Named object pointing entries

|---|

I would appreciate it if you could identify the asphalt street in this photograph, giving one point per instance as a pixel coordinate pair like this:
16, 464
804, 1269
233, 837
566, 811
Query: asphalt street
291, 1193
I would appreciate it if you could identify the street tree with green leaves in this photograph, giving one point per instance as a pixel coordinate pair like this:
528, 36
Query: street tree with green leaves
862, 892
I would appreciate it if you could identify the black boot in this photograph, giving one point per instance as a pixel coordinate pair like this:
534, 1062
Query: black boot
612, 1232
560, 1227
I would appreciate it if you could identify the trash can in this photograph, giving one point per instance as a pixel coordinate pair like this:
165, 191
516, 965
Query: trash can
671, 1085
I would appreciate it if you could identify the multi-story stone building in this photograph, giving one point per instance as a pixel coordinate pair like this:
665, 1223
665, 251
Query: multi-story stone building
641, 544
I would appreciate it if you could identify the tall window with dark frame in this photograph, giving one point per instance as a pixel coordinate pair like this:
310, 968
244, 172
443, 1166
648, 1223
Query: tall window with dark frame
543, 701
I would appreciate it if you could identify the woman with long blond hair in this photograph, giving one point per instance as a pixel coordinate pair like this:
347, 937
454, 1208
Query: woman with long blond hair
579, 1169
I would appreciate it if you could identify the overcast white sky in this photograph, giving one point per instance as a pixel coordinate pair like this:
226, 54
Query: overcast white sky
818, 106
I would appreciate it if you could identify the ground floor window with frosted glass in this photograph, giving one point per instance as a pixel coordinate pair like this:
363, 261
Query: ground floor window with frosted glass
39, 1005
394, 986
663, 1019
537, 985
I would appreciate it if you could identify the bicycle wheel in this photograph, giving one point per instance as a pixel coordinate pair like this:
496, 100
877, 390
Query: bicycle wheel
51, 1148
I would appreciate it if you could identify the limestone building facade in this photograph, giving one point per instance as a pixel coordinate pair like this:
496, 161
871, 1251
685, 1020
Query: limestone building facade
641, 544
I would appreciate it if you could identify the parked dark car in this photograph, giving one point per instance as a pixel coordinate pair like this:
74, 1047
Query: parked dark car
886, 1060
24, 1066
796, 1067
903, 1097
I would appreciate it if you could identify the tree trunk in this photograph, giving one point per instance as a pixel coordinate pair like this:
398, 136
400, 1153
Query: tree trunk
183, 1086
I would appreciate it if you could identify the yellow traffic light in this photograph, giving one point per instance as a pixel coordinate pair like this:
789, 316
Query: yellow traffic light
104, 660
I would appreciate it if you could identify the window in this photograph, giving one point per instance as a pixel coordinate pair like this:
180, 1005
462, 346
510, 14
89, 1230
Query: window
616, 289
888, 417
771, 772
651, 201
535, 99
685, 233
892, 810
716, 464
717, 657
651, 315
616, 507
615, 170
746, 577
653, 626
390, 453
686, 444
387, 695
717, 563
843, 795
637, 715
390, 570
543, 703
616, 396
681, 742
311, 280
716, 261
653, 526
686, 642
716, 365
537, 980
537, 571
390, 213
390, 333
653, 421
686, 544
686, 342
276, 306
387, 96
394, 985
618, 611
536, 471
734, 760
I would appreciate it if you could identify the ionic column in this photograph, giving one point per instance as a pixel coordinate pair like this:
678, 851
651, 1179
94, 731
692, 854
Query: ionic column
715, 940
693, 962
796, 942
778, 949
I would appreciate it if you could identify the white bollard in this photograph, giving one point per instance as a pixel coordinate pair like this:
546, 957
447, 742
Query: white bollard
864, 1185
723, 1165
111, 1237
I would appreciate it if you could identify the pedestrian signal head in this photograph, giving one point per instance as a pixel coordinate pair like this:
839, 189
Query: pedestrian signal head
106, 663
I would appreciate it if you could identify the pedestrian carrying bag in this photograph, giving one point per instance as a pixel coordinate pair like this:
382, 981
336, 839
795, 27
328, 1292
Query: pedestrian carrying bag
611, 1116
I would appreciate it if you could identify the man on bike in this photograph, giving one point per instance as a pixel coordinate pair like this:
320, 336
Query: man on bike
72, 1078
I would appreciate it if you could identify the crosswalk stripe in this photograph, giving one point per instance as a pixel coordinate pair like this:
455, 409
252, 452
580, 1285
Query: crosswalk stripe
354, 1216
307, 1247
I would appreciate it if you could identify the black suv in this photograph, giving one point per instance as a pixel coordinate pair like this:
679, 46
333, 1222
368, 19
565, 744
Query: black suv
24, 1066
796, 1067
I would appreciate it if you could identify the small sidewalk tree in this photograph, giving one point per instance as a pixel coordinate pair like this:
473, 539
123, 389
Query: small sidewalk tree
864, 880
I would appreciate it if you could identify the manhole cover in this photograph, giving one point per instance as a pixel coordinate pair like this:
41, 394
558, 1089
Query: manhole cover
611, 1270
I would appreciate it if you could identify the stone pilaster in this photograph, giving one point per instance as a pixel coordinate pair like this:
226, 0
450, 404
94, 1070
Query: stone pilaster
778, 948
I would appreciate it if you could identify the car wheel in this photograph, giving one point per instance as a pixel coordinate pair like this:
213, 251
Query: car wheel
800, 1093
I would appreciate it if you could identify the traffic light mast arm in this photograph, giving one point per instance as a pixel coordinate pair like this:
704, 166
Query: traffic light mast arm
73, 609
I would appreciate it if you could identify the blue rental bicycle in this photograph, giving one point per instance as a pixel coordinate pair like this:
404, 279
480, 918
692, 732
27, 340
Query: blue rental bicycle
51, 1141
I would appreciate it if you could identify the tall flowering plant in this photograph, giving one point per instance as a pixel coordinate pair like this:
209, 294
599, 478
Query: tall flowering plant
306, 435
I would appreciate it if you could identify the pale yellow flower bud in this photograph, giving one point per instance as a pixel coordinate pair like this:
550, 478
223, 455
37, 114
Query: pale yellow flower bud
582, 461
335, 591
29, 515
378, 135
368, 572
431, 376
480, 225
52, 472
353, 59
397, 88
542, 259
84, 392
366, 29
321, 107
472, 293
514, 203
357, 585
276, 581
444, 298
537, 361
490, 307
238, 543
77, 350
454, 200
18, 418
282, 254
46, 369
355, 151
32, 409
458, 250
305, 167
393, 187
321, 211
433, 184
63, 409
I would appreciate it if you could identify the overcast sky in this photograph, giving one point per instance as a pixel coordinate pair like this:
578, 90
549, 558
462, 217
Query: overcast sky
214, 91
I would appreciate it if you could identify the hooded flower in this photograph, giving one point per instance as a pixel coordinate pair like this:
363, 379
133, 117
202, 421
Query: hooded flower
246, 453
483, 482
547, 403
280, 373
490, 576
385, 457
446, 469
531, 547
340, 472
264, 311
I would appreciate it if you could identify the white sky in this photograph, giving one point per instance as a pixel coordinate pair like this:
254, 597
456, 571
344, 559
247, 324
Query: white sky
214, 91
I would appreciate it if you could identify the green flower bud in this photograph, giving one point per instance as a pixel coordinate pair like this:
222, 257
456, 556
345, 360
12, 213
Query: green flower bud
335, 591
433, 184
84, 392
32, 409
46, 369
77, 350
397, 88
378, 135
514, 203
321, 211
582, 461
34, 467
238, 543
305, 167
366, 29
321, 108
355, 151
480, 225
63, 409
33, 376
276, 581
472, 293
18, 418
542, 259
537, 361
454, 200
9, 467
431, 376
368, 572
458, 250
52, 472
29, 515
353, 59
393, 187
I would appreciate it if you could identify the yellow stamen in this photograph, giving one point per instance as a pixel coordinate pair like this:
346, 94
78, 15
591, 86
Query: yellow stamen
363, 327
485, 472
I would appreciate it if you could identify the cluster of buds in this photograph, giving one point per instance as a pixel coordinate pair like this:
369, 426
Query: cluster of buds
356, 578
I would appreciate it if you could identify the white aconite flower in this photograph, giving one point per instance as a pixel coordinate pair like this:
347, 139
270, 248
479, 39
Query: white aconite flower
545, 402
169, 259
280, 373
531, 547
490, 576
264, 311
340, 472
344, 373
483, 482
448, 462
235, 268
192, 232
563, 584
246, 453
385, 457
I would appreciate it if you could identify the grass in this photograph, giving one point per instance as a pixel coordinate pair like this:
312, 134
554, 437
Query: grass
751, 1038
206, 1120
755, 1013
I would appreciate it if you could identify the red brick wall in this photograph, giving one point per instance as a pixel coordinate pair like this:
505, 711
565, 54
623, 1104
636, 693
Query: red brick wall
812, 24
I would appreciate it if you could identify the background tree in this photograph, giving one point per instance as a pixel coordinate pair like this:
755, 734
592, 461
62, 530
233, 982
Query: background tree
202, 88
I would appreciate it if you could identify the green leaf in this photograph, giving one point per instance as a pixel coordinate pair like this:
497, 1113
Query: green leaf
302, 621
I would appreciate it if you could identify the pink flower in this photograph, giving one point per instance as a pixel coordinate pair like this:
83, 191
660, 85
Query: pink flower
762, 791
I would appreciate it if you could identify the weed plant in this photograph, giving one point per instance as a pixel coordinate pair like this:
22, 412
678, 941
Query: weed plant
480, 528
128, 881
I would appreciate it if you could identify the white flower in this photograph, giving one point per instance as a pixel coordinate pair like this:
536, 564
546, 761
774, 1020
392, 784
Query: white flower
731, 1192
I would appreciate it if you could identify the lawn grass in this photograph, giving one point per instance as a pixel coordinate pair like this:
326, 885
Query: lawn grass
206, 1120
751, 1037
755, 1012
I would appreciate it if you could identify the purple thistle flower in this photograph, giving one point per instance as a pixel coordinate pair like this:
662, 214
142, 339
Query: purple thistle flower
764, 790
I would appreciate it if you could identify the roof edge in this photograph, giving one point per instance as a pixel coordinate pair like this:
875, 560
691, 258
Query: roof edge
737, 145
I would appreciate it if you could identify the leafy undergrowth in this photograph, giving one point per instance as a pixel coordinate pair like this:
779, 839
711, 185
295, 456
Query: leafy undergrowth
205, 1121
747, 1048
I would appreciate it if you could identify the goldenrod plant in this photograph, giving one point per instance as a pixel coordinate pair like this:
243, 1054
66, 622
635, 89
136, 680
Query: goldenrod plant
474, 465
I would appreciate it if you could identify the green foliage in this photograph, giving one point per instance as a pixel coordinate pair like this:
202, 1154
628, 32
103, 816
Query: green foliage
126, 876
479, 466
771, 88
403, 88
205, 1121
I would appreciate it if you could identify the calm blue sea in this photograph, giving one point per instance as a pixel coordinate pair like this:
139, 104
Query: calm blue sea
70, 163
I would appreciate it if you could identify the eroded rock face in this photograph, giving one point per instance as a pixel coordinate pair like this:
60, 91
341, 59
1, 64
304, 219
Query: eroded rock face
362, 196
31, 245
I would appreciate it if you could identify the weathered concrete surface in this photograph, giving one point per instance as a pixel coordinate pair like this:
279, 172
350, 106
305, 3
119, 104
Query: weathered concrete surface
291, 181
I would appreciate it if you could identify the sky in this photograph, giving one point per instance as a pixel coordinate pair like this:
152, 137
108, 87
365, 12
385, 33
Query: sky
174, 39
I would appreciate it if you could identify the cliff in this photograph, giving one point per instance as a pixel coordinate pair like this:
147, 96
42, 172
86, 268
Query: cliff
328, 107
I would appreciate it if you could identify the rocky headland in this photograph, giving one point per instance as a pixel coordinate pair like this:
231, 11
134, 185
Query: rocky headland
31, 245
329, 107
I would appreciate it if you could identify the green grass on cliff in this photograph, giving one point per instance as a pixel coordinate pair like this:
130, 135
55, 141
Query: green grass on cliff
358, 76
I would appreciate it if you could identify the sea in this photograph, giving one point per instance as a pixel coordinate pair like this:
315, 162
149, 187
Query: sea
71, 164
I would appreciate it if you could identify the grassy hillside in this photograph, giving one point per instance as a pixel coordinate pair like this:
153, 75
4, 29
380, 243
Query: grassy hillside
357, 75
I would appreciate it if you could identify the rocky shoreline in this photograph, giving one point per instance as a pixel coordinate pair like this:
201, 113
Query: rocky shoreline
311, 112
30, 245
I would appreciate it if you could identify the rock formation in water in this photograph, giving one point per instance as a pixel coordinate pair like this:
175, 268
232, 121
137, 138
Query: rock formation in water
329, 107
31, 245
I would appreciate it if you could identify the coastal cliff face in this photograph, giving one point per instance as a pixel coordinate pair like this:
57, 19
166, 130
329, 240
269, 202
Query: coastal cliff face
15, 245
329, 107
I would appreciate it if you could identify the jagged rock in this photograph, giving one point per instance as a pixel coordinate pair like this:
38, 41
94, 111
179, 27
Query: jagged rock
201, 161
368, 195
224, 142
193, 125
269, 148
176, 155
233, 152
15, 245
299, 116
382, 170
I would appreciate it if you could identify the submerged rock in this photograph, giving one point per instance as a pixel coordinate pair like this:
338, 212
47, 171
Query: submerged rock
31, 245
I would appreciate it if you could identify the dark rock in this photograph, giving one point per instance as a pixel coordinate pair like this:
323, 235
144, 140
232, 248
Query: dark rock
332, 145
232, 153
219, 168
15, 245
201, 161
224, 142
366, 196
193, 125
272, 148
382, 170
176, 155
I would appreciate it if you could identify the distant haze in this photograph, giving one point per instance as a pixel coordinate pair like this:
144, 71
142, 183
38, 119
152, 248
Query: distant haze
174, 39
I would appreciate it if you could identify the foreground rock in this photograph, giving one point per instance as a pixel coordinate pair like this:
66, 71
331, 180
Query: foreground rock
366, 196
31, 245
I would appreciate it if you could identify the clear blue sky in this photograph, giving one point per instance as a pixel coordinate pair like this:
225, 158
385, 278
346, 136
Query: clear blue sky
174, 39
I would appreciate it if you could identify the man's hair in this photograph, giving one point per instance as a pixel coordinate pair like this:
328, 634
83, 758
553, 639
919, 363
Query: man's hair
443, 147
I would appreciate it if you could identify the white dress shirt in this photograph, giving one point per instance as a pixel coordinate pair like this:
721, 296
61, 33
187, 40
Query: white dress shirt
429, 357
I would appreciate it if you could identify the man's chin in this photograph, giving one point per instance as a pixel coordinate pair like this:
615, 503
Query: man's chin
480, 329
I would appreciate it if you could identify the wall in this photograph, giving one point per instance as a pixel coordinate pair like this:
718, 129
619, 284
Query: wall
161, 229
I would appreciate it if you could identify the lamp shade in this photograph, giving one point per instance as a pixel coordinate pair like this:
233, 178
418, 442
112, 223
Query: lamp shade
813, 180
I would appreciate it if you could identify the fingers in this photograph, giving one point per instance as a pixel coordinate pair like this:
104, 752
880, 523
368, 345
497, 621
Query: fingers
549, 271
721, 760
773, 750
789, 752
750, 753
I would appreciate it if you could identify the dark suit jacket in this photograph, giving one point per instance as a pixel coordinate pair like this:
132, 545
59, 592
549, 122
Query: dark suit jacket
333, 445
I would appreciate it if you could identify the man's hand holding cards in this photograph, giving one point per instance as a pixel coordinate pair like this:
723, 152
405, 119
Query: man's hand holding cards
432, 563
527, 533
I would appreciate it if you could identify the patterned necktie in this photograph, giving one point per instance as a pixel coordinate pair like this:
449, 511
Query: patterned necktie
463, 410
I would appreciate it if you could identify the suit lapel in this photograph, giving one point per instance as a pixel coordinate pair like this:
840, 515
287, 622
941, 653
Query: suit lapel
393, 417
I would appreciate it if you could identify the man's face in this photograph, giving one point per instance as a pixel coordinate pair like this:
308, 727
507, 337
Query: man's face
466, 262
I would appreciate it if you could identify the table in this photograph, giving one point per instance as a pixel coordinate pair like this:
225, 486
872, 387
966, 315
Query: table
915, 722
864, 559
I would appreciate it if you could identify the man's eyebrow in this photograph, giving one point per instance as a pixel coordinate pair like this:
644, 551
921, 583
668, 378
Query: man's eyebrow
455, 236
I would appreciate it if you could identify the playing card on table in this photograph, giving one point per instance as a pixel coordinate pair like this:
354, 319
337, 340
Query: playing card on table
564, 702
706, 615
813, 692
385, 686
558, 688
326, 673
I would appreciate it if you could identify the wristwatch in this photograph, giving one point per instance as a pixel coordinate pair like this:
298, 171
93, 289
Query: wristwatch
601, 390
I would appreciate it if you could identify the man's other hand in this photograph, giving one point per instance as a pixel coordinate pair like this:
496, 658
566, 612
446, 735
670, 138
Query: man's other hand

|---|

Using the records above, please retype only the run of lines from the line holding "I would appreciate it if you could identify the man's eyebrow" through the last line, both ends included.

**Solution to this exercise**
I would appreciate it if you could identify the man's eyebrow in this photograph, giving one point per instance as a pixel coordinate pair like this:
644, 551
921, 583
668, 378
Query: man's eyebrow
455, 236
I would appreciate it if you could identify the playing card on table in this photograph, giving one point per instance as a pixel coordinate pair like this:
354, 319
337, 340
Query: playing card on table
564, 702
706, 615
813, 692
385, 686
558, 688
326, 673
I would appreciate it if you could identify the wristwatch in this photograph, giving one point per instance as a pixel coordinate pair like this:
298, 171
93, 289
Query: wristwatch
601, 390
I would appreciate it if you could identify the man's other hand in this photograph, giving one point per instance as a pixel coordinate pair like this:
496, 658
566, 612
446, 735
670, 138
Query: man's other hand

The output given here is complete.